Written task> Please output the lines shown below exactly as they appear.

=== Working data ===

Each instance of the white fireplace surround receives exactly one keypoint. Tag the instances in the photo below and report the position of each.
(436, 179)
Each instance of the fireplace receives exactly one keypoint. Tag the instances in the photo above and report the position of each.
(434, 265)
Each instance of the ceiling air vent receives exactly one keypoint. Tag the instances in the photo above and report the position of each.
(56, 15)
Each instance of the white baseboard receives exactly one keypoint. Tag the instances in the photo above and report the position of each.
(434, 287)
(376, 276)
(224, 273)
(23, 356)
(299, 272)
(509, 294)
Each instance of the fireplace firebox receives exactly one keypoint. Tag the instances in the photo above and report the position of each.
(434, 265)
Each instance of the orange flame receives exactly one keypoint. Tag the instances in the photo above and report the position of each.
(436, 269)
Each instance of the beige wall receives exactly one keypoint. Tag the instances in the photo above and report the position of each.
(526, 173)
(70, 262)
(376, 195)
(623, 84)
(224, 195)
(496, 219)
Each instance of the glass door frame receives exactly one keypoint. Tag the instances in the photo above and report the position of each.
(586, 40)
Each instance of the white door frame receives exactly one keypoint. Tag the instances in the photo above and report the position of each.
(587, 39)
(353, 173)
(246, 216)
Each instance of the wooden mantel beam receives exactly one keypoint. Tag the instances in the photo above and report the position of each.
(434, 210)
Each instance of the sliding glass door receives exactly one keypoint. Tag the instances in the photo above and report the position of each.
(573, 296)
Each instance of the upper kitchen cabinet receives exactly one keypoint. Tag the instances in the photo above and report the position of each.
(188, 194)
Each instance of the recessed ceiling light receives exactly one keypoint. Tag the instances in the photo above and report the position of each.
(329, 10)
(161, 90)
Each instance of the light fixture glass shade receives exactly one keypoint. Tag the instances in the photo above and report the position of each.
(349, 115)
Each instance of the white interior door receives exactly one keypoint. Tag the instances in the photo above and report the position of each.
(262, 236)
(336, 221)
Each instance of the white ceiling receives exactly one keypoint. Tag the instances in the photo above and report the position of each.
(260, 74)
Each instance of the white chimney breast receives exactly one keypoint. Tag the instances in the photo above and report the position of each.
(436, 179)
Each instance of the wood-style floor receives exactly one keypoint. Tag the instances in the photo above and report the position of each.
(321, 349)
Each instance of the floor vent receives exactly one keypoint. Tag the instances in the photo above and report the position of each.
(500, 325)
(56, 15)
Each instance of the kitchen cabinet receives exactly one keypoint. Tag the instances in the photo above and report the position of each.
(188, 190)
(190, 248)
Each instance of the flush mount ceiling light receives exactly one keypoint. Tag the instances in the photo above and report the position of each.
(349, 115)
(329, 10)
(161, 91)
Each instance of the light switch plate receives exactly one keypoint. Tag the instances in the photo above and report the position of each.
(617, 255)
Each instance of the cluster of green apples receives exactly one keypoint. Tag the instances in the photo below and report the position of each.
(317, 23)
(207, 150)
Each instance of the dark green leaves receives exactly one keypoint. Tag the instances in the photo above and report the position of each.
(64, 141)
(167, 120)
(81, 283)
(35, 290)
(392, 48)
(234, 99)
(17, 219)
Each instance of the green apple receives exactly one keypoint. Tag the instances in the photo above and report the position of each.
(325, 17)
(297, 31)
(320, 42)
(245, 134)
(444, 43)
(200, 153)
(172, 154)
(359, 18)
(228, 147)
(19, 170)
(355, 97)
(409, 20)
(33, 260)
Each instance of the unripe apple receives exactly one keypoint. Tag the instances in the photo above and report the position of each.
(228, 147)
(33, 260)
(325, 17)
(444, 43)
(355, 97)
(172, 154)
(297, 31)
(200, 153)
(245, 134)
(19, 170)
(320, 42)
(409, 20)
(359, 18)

===

Written solution>
Each instance of the white fireplace surround receives exactly one keypoint. Tag the instances in the photo below and report the position of each.
(436, 179)
Each instance of the fireplace receives exactly one keypoint. Tag the instances in the photo above and report the position of each.
(434, 265)
Each instance of the ceiling air vent receives exactly one keypoint. Tag the instances in the photo above and report the position of each.
(56, 15)
Each instance of the white baseboard receives exactly one keypoint. Tag the instances in the photo above and report the position of each.
(434, 287)
(376, 276)
(224, 273)
(23, 356)
(299, 272)
(509, 294)
Each instance of the fireplace firebox receives exactly one keypoint. Tag the instances in the photo above and report the position of each.
(434, 265)
Each instance of the orange flame receives exactly one keypoint. Tag the instances in the photo above and report the position of each.
(436, 269)
Each instance of the beige wall receives exactly one keypoint. Tag the instances in the photo above and report the position of each.
(526, 173)
(70, 262)
(376, 195)
(623, 84)
(224, 195)
(496, 219)
Each instance of the glass door frame receives exactly one keypoint. Tag the instances in the photo above and report the position of each.
(586, 40)
Each instance of the white door frame receives exactly one keypoint. Tag the instances in the photo above and report the position of each.
(587, 39)
(353, 173)
(246, 216)
Each instance of the wooden mantel beam receives exactly one keypoint. Tag the instances in the photo above and report the position of each.
(434, 210)
Each instance of the sliding glass door receives exactly one keypoint. Tag the instances in the photo above and report the position of each.
(573, 296)
Each instance of the upper kitchen cabinet receives exactly one keypoint. Tag the instances in the photo above and report the position of each.
(188, 194)
Each instance of the recessed ceiling light receives exactly one keypoint. Tag the instances in the photo above and report the position of each.
(329, 10)
(161, 90)
Each instance of the light fixture glass shade receives exactly one keypoint. Tag the instances in the photo above and report the position of each.
(349, 115)
Each instance of the white interior door receives exactly one keypoint. Tag the instances in the photo above and report the position of each.
(262, 236)
(336, 221)
Each instance of the white ceiling receives exactly one keypoint. Tag the instances in the photo above and report the position of each.
(260, 74)
Each instance of the white chimney breast receives exactly one keypoint. Tag the instances in the photo above and report the position of each.
(436, 179)
Each instance of the wood-style floor receives exactly one keypoint. Tag the instances in the photo above and report the position of each.
(321, 349)
Each instance of the floor vent receives exactly one keypoint. Tag the instances in the photo above and report the position of each.
(500, 325)
(56, 15)
Each instance of the kitchen cabinet receives exactly one keypoint. Tag the instances in the photo above and report the position of each.
(188, 190)
(190, 248)
Each instance of the flush mount ceiling light receives exactly one keypoint. Tag the instances in the photo above and report the position of each.
(349, 115)
(329, 10)
(161, 91)
Each instance of the light switch plate receives exactly one keypoint. Tag the instances in the photo above and report the position of each.
(617, 255)
Each instance of the cluster of green apples receives exactly one keypoint. Tag the instances in the photo below and report the position of each.
(317, 23)
(207, 150)
Each instance of the dark green leaves receives exactly one keypoint. Tag the instances in the photo above and report the position of each.
(64, 141)
(167, 120)
(81, 283)
(35, 290)
(392, 48)
(234, 99)
(17, 219)
Each instance of the green apple receives exactly one keypoint. Tag the instances in the photo above and report the position of each.
(325, 17)
(297, 31)
(320, 42)
(245, 134)
(444, 43)
(200, 153)
(172, 154)
(359, 18)
(228, 147)
(19, 170)
(355, 97)
(409, 20)
(33, 260)
Each instance of the unripe apple receives exactly one keypoint. Tag the instances in the photo above and report the position of each.
(228, 147)
(33, 260)
(325, 17)
(444, 43)
(355, 97)
(172, 154)
(297, 31)
(200, 153)
(245, 134)
(19, 170)
(320, 42)
(409, 20)
(359, 18)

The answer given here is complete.